● **INFORMATION PROVIDED**
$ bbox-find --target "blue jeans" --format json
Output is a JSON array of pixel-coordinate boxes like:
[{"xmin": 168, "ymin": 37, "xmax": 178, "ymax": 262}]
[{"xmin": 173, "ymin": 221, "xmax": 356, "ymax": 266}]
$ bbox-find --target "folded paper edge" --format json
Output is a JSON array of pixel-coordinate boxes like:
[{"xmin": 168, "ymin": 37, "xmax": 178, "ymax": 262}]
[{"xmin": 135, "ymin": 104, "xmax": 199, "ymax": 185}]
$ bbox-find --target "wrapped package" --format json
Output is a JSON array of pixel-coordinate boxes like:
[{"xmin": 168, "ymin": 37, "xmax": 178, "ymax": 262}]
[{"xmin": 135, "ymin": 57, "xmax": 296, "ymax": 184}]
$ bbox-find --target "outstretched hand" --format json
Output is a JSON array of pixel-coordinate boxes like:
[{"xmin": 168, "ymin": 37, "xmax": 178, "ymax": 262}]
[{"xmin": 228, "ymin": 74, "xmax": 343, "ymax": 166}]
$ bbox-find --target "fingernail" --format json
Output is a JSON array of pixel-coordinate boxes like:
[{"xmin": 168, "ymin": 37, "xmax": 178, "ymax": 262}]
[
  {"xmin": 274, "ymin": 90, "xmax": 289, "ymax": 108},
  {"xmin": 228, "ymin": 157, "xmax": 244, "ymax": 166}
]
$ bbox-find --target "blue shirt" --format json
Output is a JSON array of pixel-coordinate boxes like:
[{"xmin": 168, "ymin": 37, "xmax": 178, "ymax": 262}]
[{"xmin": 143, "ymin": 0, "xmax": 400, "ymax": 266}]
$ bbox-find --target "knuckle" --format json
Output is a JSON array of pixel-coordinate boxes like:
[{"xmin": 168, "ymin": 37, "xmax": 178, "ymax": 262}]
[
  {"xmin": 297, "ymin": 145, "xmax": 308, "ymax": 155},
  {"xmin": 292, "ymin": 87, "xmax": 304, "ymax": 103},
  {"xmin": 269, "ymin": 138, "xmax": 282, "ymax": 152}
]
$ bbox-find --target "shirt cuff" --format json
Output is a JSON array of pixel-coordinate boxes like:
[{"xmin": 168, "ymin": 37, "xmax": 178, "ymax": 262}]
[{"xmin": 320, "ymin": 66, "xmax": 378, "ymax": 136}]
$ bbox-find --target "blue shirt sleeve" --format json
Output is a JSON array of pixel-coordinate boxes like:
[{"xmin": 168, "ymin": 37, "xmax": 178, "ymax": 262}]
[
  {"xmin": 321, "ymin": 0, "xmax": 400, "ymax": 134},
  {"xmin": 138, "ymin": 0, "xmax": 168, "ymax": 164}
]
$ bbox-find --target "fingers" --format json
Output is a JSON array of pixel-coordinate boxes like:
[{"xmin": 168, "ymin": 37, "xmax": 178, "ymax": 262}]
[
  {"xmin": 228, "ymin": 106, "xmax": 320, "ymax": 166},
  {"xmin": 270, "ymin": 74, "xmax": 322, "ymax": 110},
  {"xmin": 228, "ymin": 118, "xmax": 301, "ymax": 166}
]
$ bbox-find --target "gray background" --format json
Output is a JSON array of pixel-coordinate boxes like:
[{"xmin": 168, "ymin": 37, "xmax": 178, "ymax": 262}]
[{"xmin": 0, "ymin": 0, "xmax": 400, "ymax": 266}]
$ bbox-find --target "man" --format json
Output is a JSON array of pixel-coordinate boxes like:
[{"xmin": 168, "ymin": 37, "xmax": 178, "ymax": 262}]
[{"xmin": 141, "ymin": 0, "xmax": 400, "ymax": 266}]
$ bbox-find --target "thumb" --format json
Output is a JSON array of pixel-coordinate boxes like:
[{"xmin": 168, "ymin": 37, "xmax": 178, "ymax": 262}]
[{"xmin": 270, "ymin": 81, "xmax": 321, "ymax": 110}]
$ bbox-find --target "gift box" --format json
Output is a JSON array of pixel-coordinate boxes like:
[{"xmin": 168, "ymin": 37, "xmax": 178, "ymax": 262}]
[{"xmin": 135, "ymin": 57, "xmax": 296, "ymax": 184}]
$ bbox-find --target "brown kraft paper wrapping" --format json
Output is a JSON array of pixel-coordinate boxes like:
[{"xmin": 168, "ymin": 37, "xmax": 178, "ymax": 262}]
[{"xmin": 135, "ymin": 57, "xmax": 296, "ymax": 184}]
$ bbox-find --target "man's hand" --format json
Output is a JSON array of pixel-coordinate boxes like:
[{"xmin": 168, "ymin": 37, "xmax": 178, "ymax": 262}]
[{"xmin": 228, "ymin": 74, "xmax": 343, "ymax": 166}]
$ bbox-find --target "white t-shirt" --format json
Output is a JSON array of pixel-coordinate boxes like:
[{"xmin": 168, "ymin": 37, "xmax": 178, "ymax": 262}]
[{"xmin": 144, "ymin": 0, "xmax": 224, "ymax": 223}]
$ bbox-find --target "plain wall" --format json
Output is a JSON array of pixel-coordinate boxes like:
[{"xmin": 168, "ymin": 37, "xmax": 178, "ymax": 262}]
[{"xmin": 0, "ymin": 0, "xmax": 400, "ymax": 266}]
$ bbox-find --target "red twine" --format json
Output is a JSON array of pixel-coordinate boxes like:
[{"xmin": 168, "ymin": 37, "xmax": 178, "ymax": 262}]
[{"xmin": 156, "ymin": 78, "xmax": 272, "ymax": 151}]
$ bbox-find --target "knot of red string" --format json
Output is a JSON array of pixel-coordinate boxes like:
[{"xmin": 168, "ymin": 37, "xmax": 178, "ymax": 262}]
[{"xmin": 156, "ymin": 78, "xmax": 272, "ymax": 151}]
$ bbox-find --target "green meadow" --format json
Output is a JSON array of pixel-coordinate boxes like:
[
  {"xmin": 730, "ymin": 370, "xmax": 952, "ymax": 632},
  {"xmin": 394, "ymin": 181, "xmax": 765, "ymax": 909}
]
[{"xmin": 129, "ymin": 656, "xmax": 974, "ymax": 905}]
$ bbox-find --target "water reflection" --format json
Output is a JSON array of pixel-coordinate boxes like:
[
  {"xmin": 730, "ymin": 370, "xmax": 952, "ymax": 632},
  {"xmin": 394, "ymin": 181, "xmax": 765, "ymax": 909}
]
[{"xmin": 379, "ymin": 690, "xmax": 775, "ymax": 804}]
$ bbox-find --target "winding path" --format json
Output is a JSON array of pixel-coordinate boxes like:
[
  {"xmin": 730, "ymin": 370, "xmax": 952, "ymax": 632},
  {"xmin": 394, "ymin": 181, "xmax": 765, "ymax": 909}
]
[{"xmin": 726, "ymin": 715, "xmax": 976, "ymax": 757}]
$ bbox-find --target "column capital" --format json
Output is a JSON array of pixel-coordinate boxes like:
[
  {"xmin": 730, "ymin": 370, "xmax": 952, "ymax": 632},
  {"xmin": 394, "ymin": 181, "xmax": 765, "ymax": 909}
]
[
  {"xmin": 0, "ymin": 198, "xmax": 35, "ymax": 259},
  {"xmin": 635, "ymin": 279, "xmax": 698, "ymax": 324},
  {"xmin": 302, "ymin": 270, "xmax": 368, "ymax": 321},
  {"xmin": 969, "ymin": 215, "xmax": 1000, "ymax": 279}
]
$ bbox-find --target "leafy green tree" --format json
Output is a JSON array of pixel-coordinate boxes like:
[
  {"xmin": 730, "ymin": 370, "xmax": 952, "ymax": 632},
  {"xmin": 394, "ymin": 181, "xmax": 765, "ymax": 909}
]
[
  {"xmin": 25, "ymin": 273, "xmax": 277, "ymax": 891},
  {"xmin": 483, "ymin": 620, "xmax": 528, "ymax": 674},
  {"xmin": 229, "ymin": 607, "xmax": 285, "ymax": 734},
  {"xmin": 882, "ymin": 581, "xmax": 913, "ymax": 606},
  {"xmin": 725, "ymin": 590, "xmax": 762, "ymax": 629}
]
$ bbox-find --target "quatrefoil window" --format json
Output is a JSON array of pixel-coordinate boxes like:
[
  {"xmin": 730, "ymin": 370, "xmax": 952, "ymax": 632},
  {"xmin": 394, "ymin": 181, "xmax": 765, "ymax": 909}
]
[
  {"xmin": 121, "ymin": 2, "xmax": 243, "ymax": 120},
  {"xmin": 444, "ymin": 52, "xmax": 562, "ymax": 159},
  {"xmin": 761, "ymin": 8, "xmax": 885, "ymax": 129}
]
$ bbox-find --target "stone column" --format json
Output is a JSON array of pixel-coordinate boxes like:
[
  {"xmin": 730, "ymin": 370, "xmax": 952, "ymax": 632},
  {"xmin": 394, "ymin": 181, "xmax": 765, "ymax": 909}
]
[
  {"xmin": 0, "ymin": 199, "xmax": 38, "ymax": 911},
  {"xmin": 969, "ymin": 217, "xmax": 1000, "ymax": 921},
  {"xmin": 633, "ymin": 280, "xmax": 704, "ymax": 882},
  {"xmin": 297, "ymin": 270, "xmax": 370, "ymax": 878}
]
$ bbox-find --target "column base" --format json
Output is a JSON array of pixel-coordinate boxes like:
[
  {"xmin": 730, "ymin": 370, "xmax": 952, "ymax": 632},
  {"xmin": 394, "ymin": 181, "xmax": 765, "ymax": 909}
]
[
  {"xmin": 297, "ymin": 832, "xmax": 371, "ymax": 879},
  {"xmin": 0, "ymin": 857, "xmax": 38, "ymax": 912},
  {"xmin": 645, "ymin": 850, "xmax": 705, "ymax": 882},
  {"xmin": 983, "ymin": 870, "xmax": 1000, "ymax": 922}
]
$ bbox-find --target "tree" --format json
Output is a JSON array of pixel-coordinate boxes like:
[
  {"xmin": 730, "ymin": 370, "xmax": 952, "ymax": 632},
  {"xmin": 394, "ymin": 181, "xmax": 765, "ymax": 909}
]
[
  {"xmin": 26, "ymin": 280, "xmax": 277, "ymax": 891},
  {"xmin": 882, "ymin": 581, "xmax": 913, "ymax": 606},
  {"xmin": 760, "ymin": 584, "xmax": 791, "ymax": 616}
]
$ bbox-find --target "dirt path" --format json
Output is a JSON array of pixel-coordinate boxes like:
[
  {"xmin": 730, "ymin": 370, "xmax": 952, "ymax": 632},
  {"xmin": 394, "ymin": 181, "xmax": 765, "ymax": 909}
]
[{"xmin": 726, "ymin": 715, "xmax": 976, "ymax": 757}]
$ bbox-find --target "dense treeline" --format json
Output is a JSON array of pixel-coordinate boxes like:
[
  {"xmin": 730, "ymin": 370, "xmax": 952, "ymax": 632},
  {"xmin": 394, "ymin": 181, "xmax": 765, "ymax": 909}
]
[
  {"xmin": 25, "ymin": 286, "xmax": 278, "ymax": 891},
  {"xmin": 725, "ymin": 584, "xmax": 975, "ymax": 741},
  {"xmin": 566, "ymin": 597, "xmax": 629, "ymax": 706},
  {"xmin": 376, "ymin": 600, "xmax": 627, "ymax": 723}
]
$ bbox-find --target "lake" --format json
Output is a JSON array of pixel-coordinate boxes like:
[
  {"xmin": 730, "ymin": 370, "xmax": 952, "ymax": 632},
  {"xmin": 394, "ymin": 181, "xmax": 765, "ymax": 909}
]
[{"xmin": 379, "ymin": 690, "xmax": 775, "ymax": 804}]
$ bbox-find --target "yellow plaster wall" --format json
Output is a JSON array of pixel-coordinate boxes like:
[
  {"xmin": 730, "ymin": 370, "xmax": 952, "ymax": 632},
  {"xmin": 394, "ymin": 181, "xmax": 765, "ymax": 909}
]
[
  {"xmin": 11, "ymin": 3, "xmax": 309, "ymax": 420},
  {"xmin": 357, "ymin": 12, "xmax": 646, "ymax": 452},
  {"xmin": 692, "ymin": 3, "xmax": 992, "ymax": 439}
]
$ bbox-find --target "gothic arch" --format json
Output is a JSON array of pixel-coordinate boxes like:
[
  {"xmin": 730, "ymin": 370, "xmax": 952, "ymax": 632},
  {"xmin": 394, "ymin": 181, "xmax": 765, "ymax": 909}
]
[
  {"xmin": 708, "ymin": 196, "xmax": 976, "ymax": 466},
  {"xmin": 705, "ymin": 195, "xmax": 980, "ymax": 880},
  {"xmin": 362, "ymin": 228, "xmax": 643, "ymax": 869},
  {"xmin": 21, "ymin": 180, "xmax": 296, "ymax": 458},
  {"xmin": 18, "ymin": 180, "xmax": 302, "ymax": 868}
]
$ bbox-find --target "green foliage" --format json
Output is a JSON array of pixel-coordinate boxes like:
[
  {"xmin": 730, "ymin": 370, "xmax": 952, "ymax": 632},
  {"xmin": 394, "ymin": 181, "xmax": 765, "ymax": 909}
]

● **REQUEST**
Pull out every line above that contains the word "green", matching its case exactly.

● **RIGHT ANSWER**
$ bbox-find --target "green meadow" --format json
$ bbox-find --target "leafy green tree" --format json
$ bbox-find --target "green foliage" --format json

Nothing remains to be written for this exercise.